* **BRIEF**
Express the lines below as a Markdown table with the columns Row and Line, numbering each row and leaving out blank lines. Include only the lines starting with the one that contains "Exercise. Put one point on every instance of the man in" and going on through the last line.

##############################

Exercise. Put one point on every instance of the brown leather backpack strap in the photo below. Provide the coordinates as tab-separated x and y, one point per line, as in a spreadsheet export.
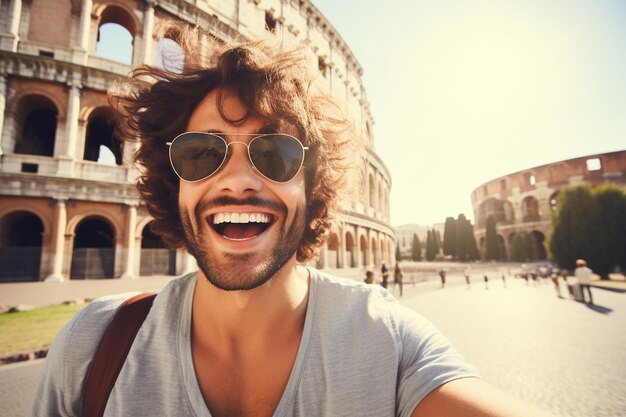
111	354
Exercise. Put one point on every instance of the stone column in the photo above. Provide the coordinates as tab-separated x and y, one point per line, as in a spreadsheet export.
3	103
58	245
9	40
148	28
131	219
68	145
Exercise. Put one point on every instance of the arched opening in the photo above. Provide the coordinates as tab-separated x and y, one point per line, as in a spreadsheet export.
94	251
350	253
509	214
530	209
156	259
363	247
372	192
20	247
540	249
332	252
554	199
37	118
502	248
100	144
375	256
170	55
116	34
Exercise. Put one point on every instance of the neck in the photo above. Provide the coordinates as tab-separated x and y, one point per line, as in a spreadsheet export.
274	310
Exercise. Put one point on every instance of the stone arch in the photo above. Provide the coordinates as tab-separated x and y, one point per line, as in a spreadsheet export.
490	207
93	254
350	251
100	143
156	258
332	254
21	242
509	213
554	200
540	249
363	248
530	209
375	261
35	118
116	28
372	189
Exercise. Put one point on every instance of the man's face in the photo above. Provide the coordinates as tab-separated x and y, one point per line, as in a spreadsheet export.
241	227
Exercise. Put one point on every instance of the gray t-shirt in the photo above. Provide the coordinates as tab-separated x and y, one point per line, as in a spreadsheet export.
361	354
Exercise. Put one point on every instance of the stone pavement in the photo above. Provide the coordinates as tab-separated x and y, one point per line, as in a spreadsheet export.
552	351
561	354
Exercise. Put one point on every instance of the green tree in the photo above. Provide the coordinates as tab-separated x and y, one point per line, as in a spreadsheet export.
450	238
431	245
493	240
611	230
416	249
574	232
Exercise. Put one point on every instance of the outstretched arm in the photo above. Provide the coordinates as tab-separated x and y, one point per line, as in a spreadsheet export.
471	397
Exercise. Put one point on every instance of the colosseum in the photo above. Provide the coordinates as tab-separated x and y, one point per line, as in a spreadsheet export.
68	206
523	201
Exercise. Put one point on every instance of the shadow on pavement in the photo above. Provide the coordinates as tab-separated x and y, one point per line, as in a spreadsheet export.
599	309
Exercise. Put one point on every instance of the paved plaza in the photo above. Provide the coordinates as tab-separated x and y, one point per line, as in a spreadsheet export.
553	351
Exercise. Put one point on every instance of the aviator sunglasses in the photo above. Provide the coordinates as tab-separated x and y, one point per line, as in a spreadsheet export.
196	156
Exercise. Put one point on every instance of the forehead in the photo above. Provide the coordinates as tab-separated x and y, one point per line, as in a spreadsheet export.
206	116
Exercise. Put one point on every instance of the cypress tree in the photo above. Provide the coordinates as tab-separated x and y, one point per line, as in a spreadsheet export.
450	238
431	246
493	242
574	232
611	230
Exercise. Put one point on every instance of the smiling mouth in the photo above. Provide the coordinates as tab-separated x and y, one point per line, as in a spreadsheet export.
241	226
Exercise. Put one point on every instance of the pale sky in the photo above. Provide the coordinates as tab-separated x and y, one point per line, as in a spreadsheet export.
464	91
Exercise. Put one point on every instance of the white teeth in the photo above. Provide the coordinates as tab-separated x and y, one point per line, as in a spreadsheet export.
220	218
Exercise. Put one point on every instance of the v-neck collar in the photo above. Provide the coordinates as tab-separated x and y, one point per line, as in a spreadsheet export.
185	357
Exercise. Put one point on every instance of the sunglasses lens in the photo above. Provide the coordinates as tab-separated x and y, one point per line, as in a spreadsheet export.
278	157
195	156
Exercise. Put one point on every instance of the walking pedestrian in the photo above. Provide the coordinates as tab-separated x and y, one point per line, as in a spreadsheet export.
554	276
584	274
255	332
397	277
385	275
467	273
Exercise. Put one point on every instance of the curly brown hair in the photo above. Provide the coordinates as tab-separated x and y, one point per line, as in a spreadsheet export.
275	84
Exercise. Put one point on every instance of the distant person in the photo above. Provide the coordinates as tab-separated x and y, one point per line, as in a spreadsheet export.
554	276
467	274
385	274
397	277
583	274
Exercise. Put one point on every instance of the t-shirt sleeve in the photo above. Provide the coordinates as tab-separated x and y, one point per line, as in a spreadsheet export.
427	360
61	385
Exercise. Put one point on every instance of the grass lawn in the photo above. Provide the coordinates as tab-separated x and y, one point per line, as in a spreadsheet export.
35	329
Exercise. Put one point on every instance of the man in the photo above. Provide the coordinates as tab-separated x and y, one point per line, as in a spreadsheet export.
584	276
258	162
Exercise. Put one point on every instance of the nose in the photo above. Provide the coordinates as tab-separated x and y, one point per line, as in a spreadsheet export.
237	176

##############################

* **RESPONSE TO THIS EXERCISE**
| Row | Line |
|---|---|
| 1 | Exercise. Put one point on every instance of the man in the photo above. Provide the coordinates as tab-separated x and y, one point per line, as in a spreadsheet export. |
| 2 | 584	276 |
| 3 | 258	162 |
| 4 | Exercise. Put one point on every instance of the nose in the photo above. Provide the coordinates as tab-separated x and y, one point per line, as in a spreadsheet export. |
| 5 | 237	176 |